Aim of the exercise
Extract every line of the records below word for word, leaving the pictures out of your answer.

Records drawn from a data source
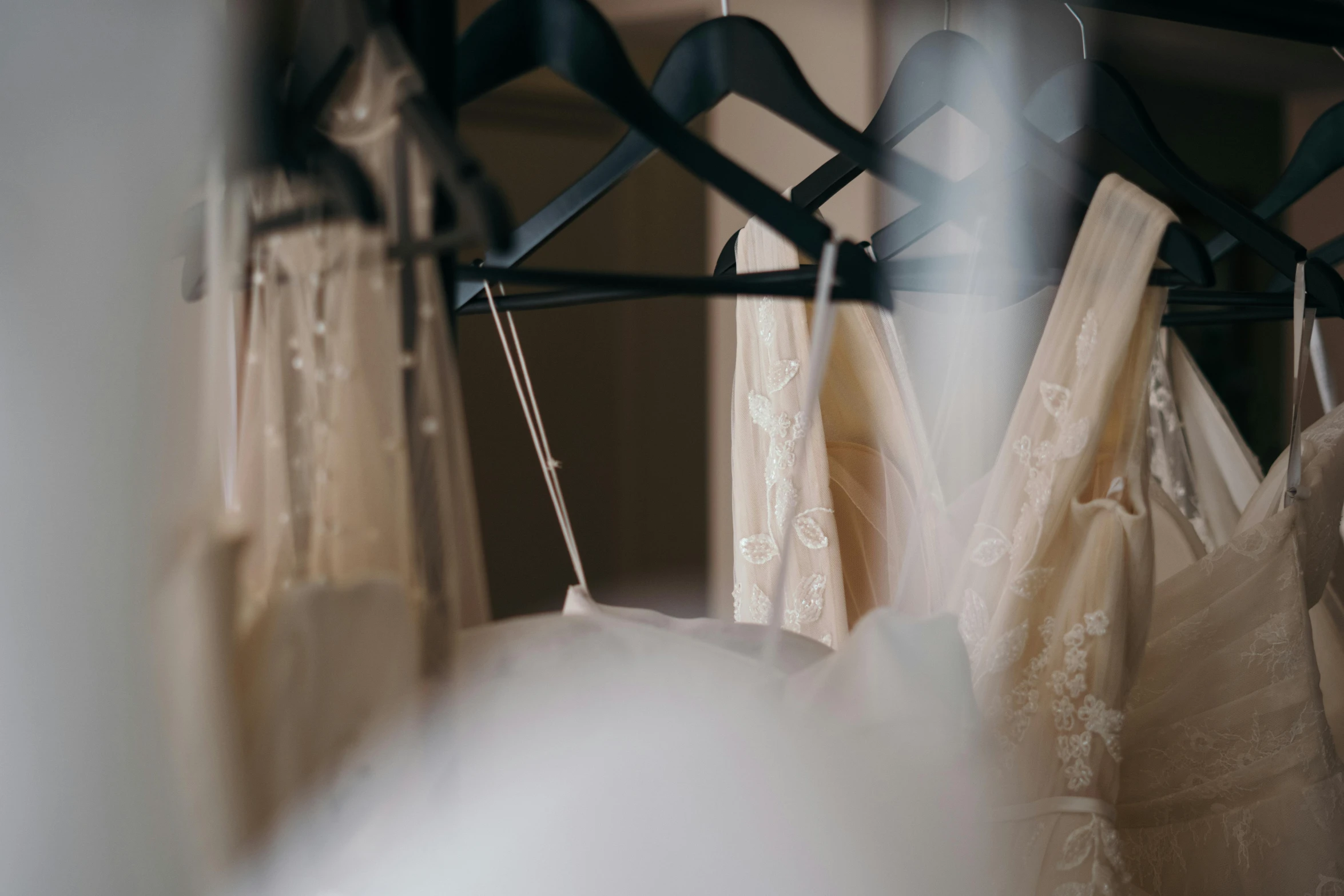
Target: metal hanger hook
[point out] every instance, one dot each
(1082, 30)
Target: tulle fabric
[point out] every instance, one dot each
(1233, 779)
(601, 755)
(351, 513)
(352, 453)
(768, 437)
(1047, 559)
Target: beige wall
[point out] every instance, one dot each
(832, 45)
(1315, 220)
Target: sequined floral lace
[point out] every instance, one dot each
(769, 382)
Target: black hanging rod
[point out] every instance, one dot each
(600, 284)
(1319, 22)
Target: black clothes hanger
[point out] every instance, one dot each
(1092, 94)
(951, 69)
(1319, 156)
(575, 42)
(719, 57)
(329, 34)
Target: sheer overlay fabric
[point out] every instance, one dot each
(354, 492)
(1047, 559)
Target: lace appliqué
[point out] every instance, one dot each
(1280, 645)
(1096, 719)
(1096, 840)
(784, 430)
(804, 609)
(1168, 455)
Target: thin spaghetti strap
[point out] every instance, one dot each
(532, 416)
(823, 328)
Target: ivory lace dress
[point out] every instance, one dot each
(1233, 781)
(1168, 738)
(359, 552)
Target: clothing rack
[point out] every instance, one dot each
(1320, 22)
(428, 30)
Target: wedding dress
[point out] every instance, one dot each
(1054, 589)
(600, 755)
(351, 511)
(1231, 779)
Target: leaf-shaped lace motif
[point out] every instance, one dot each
(760, 548)
(809, 532)
(754, 609)
(780, 375)
(1028, 583)
(1057, 398)
(776, 424)
(1078, 847)
(808, 601)
(1008, 649)
(1074, 439)
(989, 551)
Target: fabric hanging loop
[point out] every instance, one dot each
(1303, 321)
(532, 416)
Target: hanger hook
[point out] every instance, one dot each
(1082, 30)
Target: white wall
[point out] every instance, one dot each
(104, 109)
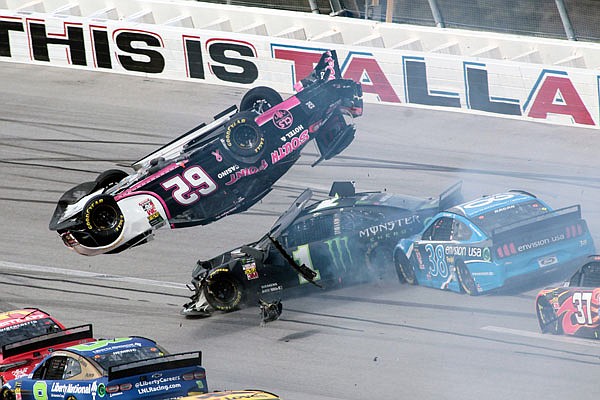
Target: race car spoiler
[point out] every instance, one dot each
(171, 361)
(561, 216)
(538, 231)
(51, 339)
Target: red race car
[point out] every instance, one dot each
(573, 309)
(28, 335)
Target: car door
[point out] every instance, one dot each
(430, 250)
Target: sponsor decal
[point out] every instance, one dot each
(154, 216)
(217, 155)
(228, 171)
(389, 226)
(283, 119)
(339, 251)
(72, 388)
(292, 133)
(289, 147)
(233, 178)
(20, 372)
(250, 270)
(270, 287)
(19, 319)
(547, 261)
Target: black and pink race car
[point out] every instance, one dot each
(215, 169)
(574, 308)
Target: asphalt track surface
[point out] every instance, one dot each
(60, 127)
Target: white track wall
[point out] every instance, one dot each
(532, 79)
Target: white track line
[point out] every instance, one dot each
(537, 335)
(85, 274)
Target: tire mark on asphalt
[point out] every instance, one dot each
(427, 306)
(456, 334)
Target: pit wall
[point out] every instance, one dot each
(132, 42)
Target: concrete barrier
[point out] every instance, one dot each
(526, 78)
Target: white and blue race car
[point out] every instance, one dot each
(507, 239)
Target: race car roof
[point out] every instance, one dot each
(485, 204)
(106, 346)
(16, 317)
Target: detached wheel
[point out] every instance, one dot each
(465, 279)
(547, 317)
(260, 99)
(223, 292)
(110, 178)
(243, 137)
(405, 271)
(103, 219)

The response
Target: metal hanger hook
[point out] every instance, one dot each
(1082, 30)
Target: tulle fabric
[point out] every instance, one dot each
(1233, 779)
(601, 755)
(351, 513)
(352, 453)
(768, 437)
(1047, 559)
Target: beige wall
[point out] every instance, one dot each
(832, 45)
(1315, 220)
Target: sequined floral lace
[point out] every instance, one dot each
(769, 382)
Target: black hanging rod
[point out] every instance, one dot each
(600, 284)
(1319, 22)
Target: black clothes hanger
[point out] every instance, one dot each
(1092, 94)
(951, 69)
(1319, 156)
(575, 42)
(719, 57)
(329, 34)
Target: sheer overlay fabric
[point out] every instance, one dot each
(354, 492)
(1047, 559)
Target: lace appliqué
[point out] every instance, one dot each
(1280, 645)
(1096, 719)
(1096, 840)
(784, 430)
(804, 609)
(1168, 455)
Target: thin spaghetti strap
[point out] every instance, one dot each
(532, 416)
(823, 328)
Target: ivory lace dress
[point out] every instance, one dot each
(1233, 781)
(1168, 738)
(359, 552)
Target: clothing rack
[point out] every instance, one dot each
(1320, 22)
(428, 30)
Target: wedding dress
[point out] every instance, one dot each
(1054, 589)
(600, 755)
(351, 511)
(1231, 779)
Target: leaf-shaped lace motif
[point out] every instance, one dot each
(760, 548)
(809, 532)
(754, 609)
(780, 375)
(1028, 583)
(1057, 398)
(776, 424)
(1078, 847)
(808, 601)
(1008, 649)
(1074, 439)
(989, 551)
Target: fabric hanging loop
[point out] every instance, one dot each
(1303, 321)
(532, 416)
Target: hanger hook
[point out] every instance, one dot each
(1082, 30)
Target: white wall
[point out] every instance, one dot each
(104, 109)
Target: race car spoiler
[point out] every instance, one dot each
(171, 361)
(561, 216)
(538, 231)
(51, 339)
Target: red race car
[point out] every instance, one dot each
(573, 309)
(28, 335)
Target: car door
[point out] every instance, one dot each
(430, 250)
Target: sponsor decal
[point out] every instance, one dot each
(154, 216)
(217, 155)
(228, 171)
(389, 226)
(283, 119)
(339, 251)
(72, 388)
(292, 133)
(289, 147)
(233, 178)
(20, 372)
(250, 270)
(270, 287)
(19, 319)
(547, 261)
Target: black and pink race car
[point out] every instance, one dot each
(215, 169)
(574, 308)
Target: asphalt track surface
[point out] every instance, one dot each
(60, 127)
Target: white track wall
[point out] every instance, one dot each
(532, 79)
Target: white track line
[point out] every instance, one dot each
(537, 335)
(85, 274)
Target: tire mark on asphalt
[point out] every instance, one dot each
(427, 306)
(456, 334)
Target: pit wall
[point out] every instance, one dot each
(132, 42)
Target: concrete barrier
[point out] every instance, one dot each
(526, 78)
Target: white and blue race car
[point out] every instance, one dot each
(507, 239)
Target: race car roof
[point out] every instance, one dot each
(485, 204)
(106, 346)
(16, 317)
Target: detached wheel
[point out] every instance, one dot each
(465, 279)
(547, 317)
(260, 99)
(223, 292)
(110, 178)
(243, 137)
(405, 271)
(103, 219)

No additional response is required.